"""

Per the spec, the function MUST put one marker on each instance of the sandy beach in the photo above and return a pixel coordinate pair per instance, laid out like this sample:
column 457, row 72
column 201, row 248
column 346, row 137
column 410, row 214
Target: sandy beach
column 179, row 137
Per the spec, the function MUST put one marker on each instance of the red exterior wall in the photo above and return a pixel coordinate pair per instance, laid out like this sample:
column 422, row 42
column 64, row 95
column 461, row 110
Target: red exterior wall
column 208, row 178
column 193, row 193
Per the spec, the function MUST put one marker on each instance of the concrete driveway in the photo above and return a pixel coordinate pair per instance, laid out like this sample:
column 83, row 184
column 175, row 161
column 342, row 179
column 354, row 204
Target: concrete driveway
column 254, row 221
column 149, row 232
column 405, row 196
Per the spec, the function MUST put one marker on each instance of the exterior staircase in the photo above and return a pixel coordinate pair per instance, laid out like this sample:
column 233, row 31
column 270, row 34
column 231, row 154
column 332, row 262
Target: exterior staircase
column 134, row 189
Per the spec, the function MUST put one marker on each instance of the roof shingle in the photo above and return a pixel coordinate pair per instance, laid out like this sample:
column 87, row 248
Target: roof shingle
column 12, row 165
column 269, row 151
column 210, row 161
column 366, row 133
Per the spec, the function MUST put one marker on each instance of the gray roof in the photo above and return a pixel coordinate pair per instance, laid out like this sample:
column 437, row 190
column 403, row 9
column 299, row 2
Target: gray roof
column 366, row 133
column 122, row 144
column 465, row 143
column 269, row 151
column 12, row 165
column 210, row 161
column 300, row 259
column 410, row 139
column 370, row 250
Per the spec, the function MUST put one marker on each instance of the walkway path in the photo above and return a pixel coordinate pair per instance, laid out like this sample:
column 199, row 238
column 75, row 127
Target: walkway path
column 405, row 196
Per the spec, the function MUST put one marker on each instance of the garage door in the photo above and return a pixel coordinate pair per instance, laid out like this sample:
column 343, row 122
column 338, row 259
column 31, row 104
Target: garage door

"""

[Exercise] Reproduce, character for character, the lines of the records above that begin with the line containing "the red exterior" and run through the line containing "column 134, row 189", including both of those lines and nothing else.

[Written reply]
Per the spec, the function MUST put one marker on each instance of the red exterior wall in the photo above and return a pixel coordinate pair per instance, laid out like this sample:
column 422, row 42
column 64, row 95
column 461, row 110
Target: red exterior wall
column 208, row 178
column 193, row 193
Per the spec, the function MUST put one marker on each instance of the concrete driveway in the photo above and return a pixel coordinate pair per instance, laid out like this sample:
column 83, row 184
column 175, row 161
column 342, row 179
column 354, row 204
Target: concrete driveway
column 254, row 221
column 149, row 232
column 405, row 196
Per the spec, the function MUST put one marker on each instance of the exterior staircase in the photo above and return a pixel coordinate pair per instance, laid out like this sample:
column 233, row 31
column 270, row 34
column 231, row 154
column 332, row 262
Target: exterior staircase
column 134, row 189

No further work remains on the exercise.